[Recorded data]
━━━━

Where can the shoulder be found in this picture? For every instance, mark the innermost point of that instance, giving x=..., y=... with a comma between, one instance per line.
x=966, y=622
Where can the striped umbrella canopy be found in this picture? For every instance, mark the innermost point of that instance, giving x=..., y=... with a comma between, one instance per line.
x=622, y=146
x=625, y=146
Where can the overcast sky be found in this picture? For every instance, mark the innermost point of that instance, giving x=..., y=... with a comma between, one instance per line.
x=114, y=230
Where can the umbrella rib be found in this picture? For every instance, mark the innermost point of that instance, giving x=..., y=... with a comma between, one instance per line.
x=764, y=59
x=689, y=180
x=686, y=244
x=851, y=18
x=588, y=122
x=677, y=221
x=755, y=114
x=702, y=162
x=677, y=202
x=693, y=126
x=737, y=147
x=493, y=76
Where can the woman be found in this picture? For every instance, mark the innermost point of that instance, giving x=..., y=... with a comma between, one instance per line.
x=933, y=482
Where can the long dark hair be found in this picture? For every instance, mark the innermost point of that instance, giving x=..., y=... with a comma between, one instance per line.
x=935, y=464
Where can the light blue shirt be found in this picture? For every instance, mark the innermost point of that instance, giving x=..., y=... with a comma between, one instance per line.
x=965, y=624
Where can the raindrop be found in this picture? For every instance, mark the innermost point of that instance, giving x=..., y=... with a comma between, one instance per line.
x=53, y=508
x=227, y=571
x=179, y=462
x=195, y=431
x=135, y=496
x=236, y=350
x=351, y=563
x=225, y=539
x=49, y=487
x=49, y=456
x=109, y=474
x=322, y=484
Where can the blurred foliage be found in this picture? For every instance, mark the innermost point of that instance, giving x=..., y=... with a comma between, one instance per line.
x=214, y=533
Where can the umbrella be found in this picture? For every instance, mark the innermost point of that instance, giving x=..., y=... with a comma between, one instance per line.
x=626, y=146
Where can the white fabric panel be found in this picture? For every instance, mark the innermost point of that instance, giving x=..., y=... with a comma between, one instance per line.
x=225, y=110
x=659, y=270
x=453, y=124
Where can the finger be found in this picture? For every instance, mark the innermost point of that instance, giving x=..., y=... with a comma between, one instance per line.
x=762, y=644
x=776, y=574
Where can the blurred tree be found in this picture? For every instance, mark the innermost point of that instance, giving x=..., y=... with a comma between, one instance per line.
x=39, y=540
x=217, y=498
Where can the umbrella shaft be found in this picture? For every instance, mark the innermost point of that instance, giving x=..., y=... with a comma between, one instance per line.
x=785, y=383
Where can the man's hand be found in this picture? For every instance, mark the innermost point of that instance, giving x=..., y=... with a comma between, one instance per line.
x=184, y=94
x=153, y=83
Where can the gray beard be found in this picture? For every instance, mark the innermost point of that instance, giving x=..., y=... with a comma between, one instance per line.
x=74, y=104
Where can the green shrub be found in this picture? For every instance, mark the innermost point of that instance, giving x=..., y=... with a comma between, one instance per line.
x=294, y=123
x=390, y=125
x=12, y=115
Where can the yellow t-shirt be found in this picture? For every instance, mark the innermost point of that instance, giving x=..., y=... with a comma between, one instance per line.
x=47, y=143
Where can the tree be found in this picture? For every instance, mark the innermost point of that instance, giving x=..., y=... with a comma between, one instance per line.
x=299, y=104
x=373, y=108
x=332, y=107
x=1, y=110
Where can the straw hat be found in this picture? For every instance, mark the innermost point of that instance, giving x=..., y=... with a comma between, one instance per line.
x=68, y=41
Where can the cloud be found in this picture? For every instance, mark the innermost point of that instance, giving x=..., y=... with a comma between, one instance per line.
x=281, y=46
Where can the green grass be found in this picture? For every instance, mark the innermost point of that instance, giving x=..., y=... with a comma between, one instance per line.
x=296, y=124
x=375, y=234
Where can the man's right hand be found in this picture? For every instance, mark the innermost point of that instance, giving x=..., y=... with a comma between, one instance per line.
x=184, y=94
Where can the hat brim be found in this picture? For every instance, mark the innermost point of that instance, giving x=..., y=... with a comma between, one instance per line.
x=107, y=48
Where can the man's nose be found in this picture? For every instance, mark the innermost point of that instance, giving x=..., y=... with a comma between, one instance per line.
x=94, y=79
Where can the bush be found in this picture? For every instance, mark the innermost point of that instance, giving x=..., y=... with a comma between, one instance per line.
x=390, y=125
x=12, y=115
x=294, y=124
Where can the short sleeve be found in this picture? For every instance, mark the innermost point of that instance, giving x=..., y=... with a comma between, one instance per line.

━━━━

- [Task]:
Word for word, restate only the lines from the one containing "Where can the bush" through the last line of the entries, with both ends kept.

- [Task output]:
Where can the bush be found in this picture? For every instance, mark the innermost point of that instance, giving x=..., y=... with a comma between, one instance per line.
x=390, y=125
x=12, y=115
x=294, y=124
Where can the short sleeve be found in this picture? For every instance, mark the innermost point of that instance, giving x=..., y=... with a comma between, one instance per line.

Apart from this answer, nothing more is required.